[Fragmento del texto]

—————

De momento, yo diría que consiste en la búsqueda de la contemplación, en la prosecución de toda esa la dimensión contemplativa de la vida, mediante y a través de la soledad. Un estado solitario de desinteresada dedicación.

Y vamos a ir en pos del significado a costa del significante.

Monos. Por lejana que ya se halle en el tiempo nuestra salutación discipular al griego, lo socorrido del adjetivo y sus copiosas derivaciones en las lenguas modernas de entre las cuales la nuestra no se queda atrás, nos le siguen manteniendo familiar. Uno, solo, único.

Y no se puede poner en duda el origen griego inmediato de mona-chus, nuestro sustantivo latino.

A través de unos caminos filológicos e históricos desenmarañados bastante, y no hace mucho, en una rigurosa tesis friburguesa, por Sor FranQoise Morard (2).

De acuerdo con cuyas investigaciones, «en el mundo pagano griego de las épocas clásica o helenística, y tanto en la lengua de los letrados como en la del pueblo», por monakos se entendía el hombre que era «d'une seule maniere ou en un seul endroit, d'une seule venue, sans contre-partie ni double, done simple; unique en son genre, singulier, solitaire, isolé par rapport a d'autres».

Y sin discutir esta conclusión, tomemos buena cuenta en este sentido, pues va a ser muy trascendente para las interesadas controversias del futuro, de esa la nota de unidad que se nos aparece, no contraponiéndose ni siquiera yuxtaponiéndose a la esencial de la soledad, sino complementando la misma.

Esencia diferenciadora ésta que no pierde en el mundo judío, y en consecuencia en el de las versiones griegas de la Biblia. Al contrario, es entonces cuando se concreta en el celibato (3) y se exalta como una vocación escogida (4), la del hombre que se separa de la sociedad común para integrarse en una comunidad minoritaria y predilecta, como de hecho fue el caso de la de Qumran (5), ese formidable hallazgo (6), a través de los insospechados manuscritos del Mar Muerto, de la erudición de nuestro último cuarto de siglo (7).

—————

Prosigue el fragmento sobre el origen de la palabra «monje» a partir de su última oración.

—————

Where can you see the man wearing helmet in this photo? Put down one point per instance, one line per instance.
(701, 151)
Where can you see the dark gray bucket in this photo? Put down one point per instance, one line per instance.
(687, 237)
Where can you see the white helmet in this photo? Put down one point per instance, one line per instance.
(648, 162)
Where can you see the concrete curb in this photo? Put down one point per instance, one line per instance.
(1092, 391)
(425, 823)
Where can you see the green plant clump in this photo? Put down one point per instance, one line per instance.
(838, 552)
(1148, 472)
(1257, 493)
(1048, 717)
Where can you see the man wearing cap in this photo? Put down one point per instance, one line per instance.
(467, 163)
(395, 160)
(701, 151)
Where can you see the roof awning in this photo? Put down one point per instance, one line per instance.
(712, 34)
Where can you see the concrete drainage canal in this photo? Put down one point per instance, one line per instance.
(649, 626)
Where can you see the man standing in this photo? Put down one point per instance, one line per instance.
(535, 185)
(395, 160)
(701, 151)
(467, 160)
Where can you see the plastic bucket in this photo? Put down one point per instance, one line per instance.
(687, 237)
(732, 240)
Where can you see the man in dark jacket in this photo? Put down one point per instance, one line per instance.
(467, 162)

—————

[Resultado final]
Y de ahí, sin solución de continuidad conceptual, al mundo cristiano, en el seno del cual nos encontramos con su expresión más pintiparada en la versión copta del Evangelio de Thomas y el Diálogo del Salvador, procedente filológicamente del siríaco e históricamente de los medios ascéticos sirios de hacia el 140 de nuestra era: «separado, elegido, y más especialmente célibe».

Para llegar a la meta ya en Eusebio de Cesárea y San Atanasio, el biógrafo éste de San Antonio Abad, según la simplificación hagiográ-fica el primero de los monjes. Escritores ambos que emplean la palabra a título de algo tan consagrado como corriente, cuando ya servía para designar todo un estado de vida, plenamente institucionalizado -alerta nosotros juristas que no nos recatamos de seguir siéndolo-. Un estado idealmente inspirado en la búsqueda de la perfección mediante la imitación de Cristo y los Apóstoles (8) pero dotado abiertamente del marchamo de la vinculación canónica. Como después en las catequesis de San Pacomio y sus sucesores y biógrafos.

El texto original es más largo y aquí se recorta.